PASSAGE TO READ:

● ● ● ●

I'm doing a couple of messages with our students in Psalm 15 on drawing closer to God. " Who shall dwell in my holy tent? " Our closeness to God is really about our relationship with Christ. To David, it was God who lived in a tent in the tabernacle. But we are the tabernacle now, and it is Christ who dwells in us. So I'm taking Psalm 15 and drawing us back to Christ.
Any other passions in your preaching?
To equip saints to live their lives so well that the world takes notice, as Peter describes in 1 Peter 2:12. Peter writes to Christians in a pagan environment much like ours today. We live in a postmodern, pluralistic paganism where everybody's god is in vogue. It's okay to be religious again, but Jesus is odd man out because his exclusive claims rain on the parade of paganism, just as it did in the first-century.
As Peter notes, Christians are often seen as the bad guys because we oppose the " cultural progress " of issues like abortion, the normalization of gay lifestyles, and so on. But as our world spins out of control and moves more deeply into the despair of the moral chaos that inevitably comes from ignoring God's law, our lives well-lived will catch the attention of a hopeless heart, and people will say, I've been watching you. Where do get the peace and purpose that drives your life? How did you get a family like that? What do you have that we don't have? And then we can tell them about Jesus. That's Peter's strategy for doing Jesus in a non-Jesus world.

● ● ● ●

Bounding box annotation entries
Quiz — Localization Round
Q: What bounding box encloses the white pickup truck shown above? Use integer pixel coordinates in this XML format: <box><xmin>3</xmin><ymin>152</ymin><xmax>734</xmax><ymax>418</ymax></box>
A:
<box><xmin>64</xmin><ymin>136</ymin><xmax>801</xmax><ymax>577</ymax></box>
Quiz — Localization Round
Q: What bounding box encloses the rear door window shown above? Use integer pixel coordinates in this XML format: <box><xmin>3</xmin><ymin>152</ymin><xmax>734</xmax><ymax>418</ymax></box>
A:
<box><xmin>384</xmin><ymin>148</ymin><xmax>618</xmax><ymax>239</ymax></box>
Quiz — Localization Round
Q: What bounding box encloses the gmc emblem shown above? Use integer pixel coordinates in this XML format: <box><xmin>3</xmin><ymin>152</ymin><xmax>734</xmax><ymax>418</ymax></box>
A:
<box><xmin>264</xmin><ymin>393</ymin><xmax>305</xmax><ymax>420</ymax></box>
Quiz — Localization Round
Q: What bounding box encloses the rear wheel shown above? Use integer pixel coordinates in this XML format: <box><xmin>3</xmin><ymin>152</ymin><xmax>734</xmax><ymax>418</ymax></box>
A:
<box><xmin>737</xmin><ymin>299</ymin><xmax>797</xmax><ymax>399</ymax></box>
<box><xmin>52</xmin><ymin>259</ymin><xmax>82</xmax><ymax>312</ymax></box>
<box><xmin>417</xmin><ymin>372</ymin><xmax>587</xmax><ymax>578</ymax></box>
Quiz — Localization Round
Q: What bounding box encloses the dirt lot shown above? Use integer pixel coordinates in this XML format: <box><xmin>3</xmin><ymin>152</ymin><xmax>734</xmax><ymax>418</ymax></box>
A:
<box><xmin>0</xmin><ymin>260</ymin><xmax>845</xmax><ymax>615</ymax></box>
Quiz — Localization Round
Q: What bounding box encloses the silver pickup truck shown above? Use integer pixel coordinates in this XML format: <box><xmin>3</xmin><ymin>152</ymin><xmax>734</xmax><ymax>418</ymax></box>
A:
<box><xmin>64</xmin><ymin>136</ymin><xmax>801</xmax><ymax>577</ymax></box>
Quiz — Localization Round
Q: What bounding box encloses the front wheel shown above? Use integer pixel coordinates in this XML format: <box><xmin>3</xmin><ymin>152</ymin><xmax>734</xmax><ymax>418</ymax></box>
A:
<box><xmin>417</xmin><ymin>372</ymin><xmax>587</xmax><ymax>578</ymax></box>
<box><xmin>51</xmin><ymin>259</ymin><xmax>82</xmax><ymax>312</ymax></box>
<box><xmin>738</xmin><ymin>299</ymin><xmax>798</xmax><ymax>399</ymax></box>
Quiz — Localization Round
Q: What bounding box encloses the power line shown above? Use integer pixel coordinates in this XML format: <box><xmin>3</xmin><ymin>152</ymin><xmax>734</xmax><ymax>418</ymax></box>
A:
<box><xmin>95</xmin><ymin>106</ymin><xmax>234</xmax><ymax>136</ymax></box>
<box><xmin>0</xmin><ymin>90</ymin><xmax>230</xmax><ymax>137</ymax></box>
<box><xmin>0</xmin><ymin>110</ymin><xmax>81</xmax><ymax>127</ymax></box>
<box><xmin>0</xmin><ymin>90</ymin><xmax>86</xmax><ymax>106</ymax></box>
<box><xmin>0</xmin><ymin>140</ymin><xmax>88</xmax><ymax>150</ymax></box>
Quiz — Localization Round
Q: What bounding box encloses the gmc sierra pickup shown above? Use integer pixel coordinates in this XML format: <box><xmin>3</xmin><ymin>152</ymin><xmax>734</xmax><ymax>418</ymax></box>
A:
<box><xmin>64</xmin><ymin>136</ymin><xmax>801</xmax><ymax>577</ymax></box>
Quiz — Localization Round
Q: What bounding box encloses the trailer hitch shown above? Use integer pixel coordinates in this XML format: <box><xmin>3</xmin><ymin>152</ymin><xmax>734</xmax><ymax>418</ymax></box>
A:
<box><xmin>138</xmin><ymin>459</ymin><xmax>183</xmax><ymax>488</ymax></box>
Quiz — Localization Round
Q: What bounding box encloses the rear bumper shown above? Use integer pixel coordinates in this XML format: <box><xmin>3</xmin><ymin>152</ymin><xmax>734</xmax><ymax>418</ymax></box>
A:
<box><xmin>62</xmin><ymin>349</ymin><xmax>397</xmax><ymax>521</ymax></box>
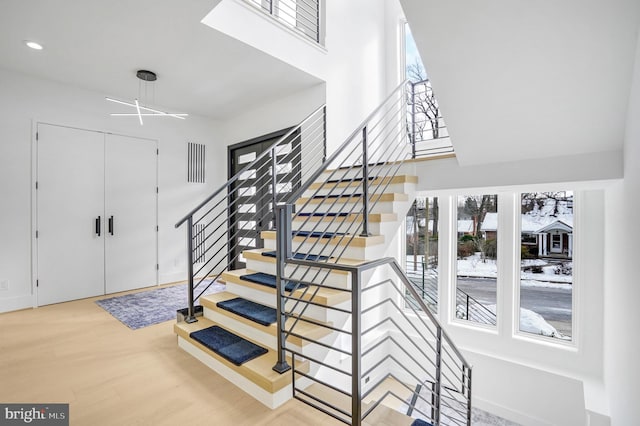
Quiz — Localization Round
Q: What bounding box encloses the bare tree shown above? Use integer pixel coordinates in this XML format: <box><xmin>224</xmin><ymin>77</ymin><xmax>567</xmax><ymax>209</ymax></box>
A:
<box><xmin>521</xmin><ymin>191</ymin><xmax>573</xmax><ymax>217</ymax></box>
<box><xmin>407</xmin><ymin>60</ymin><xmax>440</xmax><ymax>141</ymax></box>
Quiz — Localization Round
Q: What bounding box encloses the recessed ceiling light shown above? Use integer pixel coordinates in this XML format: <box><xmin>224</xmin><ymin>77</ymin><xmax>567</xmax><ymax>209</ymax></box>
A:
<box><xmin>24</xmin><ymin>40</ymin><xmax>42</xmax><ymax>50</ymax></box>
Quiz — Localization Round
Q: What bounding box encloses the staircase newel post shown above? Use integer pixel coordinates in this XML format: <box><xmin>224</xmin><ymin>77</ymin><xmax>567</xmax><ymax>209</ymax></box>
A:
<box><xmin>466</xmin><ymin>368</ymin><xmax>471</xmax><ymax>426</ymax></box>
<box><xmin>185</xmin><ymin>216</ymin><xmax>198</xmax><ymax>323</ymax></box>
<box><xmin>351</xmin><ymin>270</ymin><xmax>362</xmax><ymax>426</ymax></box>
<box><xmin>360</xmin><ymin>126</ymin><xmax>371</xmax><ymax>237</ymax></box>
<box><xmin>433</xmin><ymin>327</ymin><xmax>442</xmax><ymax>425</ymax></box>
<box><xmin>409</xmin><ymin>82</ymin><xmax>416</xmax><ymax>158</ymax></box>
<box><xmin>271</xmin><ymin>146</ymin><xmax>278</xmax><ymax>229</ymax></box>
<box><xmin>273</xmin><ymin>204</ymin><xmax>293</xmax><ymax>374</ymax></box>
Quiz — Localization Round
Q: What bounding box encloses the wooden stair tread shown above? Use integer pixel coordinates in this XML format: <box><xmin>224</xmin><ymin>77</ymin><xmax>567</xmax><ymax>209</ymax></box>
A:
<box><xmin>200</xmin><ymin>291</ymin><xmax>331</xmax><ymax>346</ymax></box>
<box><xmin>173</xmin><ymin>317</ymin><xmax>309</xmax><ymax>393</ymax></box>
<box><xmin>309</xmin><ymin>175</ymin><xmax>418</xmax><ymax>189</ymax></box>
<box><xmin>260</xmin><ymin>231</ymin><xmax>385</xmax><ymax>247</ymax></box>
<box><xmin>242</xmin><ymin>248</ymin><xmax>367</xmax><ymax>268</ymax></box>
<box><xmin>296</xmin><ymin>192</ymin><xmax>409</xmax><ymax>206</ymax></box>
<box><xmin>222</xmin><ymin>268</ymin><xmax>351</xmax><ymax>306</ymax></box>
<box><xmin>292</xmin><ymin>213</ymin><xmax>398</xmax><ymax>223</ymax></box>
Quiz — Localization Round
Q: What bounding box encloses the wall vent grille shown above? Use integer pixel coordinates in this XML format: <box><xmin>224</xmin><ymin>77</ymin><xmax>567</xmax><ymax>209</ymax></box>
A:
<box><xmin>187</xmin><ymin>142</ymin><xmax>205</xmax><ymax>183</ymax></box>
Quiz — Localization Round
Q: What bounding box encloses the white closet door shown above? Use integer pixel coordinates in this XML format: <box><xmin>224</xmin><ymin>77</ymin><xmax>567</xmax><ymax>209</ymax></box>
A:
<box><xmin>37</xmin><ymin>124</ymin><xmax>105</xmax><ymax>305</ymax></box>
<box><xmin>105</xmin><ymin>135</ymin><xmax>157</xmax><ymax>293</ymax></box>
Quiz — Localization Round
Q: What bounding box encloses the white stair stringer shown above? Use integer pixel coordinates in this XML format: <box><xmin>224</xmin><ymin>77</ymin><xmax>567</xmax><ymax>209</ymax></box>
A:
<box><xmin>172</xmin><ymin>173</ymin><xmax>415</xmax><ymax>409</ymax></box>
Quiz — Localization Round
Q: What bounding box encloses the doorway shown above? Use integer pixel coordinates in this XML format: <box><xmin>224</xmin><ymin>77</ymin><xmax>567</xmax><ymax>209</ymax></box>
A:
<box><xmin>34</xmin><ymin>123</ymin><xmax>157</xmax><ymax>305</ymax></box>
<box><xmin>228</xmin><ymin>129</ymin><xmax>301</xmax><ymax>269</ymax></box>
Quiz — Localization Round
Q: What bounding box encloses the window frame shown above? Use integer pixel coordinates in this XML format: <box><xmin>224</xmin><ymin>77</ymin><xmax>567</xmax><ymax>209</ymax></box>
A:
<box><xmin>511</xmin><ymin>191</ymin><xmax>584</xmax><ymax>350</ymax></box>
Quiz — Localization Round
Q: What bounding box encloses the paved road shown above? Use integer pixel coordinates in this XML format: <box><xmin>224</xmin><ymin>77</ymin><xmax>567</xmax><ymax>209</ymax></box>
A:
<box><xmin>458</xmin><ymin>278</ymin><xmax>571</xmax><ymax>335</ymax></box>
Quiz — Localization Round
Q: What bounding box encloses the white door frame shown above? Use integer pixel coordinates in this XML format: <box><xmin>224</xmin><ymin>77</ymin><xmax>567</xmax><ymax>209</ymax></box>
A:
<box><xmin>30</xmin><ymin>117</ymin><xmax>160</xmax><ymax>308</ymax></box>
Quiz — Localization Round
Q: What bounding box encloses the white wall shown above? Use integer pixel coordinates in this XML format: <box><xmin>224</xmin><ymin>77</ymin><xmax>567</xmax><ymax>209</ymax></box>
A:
<box><xmin>605</xmin><ymin>28</ymin><xmax>640</xmax><ymax>425</ymax></box>
<box><xmin>401</xmin><ymin>0</ymin><xmax>640</xmax><ymax>169</ymax></box>
<box><xmin>0</xmin><ymin>70</ymin><xmax>226</xmax><ymax>312</ymax></box>
<box><xmin>220</xmin><ymin>84</ymin><xmax>325</xmax><ymax>145</ymax></box>
<box><xmin>410</xmin><ymin>151</ymin><xmax>623</xmax><ymax>191</ymax></box>
<box><xmin>326</xmin><ymin>0</ymin><xmax>388</xmax><ymax>153</ymax></box>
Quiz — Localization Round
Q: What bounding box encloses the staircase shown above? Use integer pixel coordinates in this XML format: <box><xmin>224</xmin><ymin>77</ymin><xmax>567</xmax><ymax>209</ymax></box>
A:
<box><xmin>174</xmin><ymin>84</ymin><xmax>471</xmax><ymax>425</ymax></box>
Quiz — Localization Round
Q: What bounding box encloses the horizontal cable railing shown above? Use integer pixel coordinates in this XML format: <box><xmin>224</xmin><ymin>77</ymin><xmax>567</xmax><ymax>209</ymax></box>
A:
<box><xmin>456</xmin><ymin>288</ymin><xmax>497</xmax><ymax>325</ymax></box>
<box><xmin>407</xmin><ymin>79</ymin><xmax>454</xmax><ymax>158</ymax></box>
<box><xmin>176</xmin><ymin>106</ymin><xmax>326</xmax><ymax>322</ymax></box>
<box><xmin>284</xmin><ymin>258</ymin><xmax>471</xmax><ymax>425</ymax></box>
<box><xmin>274</xmin><ymin>83</ymin><xmax>471</xmax><ymax>425</ymax></box>
<box><xmin>406</xmin><ymin>259</ymin><xmax>497</xmax><ymax>325</ymax></box>
<box><xmin>245</xmin><ymin>0</ymin><xmax>322</xmax><ymax>43</ymax></box>
<box><xmin>274</xmin><ymin>82</ymin><xmax>411</xmax><ymax>372</ymax></box>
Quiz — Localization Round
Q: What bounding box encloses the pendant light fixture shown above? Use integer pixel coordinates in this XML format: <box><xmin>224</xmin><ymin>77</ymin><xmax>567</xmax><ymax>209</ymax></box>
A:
<box><xmin>105</xmin><ymin>70</ymin><xmax>189</xmax><ymax>126</ymax></box>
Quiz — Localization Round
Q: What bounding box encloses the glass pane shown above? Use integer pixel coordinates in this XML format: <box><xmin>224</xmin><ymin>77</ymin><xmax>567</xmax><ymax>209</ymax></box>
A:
<box><xmin>520</xmin><ymin>191</ymin><xmax>573</xmax><ymax>340</ymax></box>
<box><xmin>276</xmin><ymin>142</ymin><xmax>291</xmax><ymax>155</ymax></box>
<box><xmin>238</xmin><ymin>152</ymin><xmax>256</xmax><ymax>164</ymax></box>
<box><xmin>405</xmin><ymin>197</ymin><xmax>438</xmax><ymax>313</ymax></box>
<box><xmin>455</xmin><ymin>195</ymin><xmax>498</xmax><ymax>326</ymax></box>
<box><xmin>238</xmin><ymin>170</ymin><xmax>257</xmax><ymax>180</ymax></box>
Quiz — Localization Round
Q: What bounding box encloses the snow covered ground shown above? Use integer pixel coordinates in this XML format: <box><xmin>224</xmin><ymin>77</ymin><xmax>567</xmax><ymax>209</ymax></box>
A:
<box><xmin>458</xmin><ymin>305</ymin><xmax>571</xmax><ymax>340</ymax></box>
<box><xmin>458</xmin><ymin>254</ymin><xmax>572</xmax><ymax>288</ymax></box>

● ● ● ●

EXERCISE SET:
a - Find each line in the rows that contains the word "pickup" and copy those lines.
b - Carry on the interview passage about preaching and 1 Peter from its last sentence.

RESULTS OF THE EXERCISE:
a -
Q: What bounding box encloses the white pickup truck shown above? Use integer pixel coordinates in this XML format: <box><xmin>3</xmin><ymin>152</ymin><xmax>734</xmax><ymax>418</ymax></box>
Q: What bounding box encloses the silver pickup truck shown above? Use integer pixel coordinates in this XML format: <box><xmin>3</xmin><ymin>152</ymin><xmax>734</xmax><ymax>418</ymax></box>
Q: What bounding box encloses the gmc sierra pickup shown above? Use integer pixel coordinates in this XML format: <box><xmin>3</xmin><ymin>152</ymin><xmax>734</xmax><ymax>418</ymax></box>

b -
So, preaching for me today is equipping followers of Jesus to look more clearly toward him and to live compellingly righteous lives. In the text, Peter uses the word kals for good deeds, not agathos. Agathos is the Greek word for the rules. I can't go up to a pagan and say, " You ought to come to Jesus Christ and then you can start tithing, " or " then you wouldn't have to swear on the golf course, " or " then you wouldn't have to sleep around " . Pagans don't want to tithe, and most likely they want to swear now and then and sleep around when it's convenient. Our agathos, as important as it is, doesn't usually hook people. What hooks people is good deeds, the kals. It's reaching to our neighbors, being there in a crisis, showing them the peace, purpose, and hope of our lives. That opens up the door so we can speak to them about Jesus.
If I were back in the pastorate again, my preaching focus would be to lift Jesus up and to train people to engage their world with the good deeds of righteousness and compassion, that our world might be drawn to the authentic Jesus living through our attitudes and actions as the answer to their needs.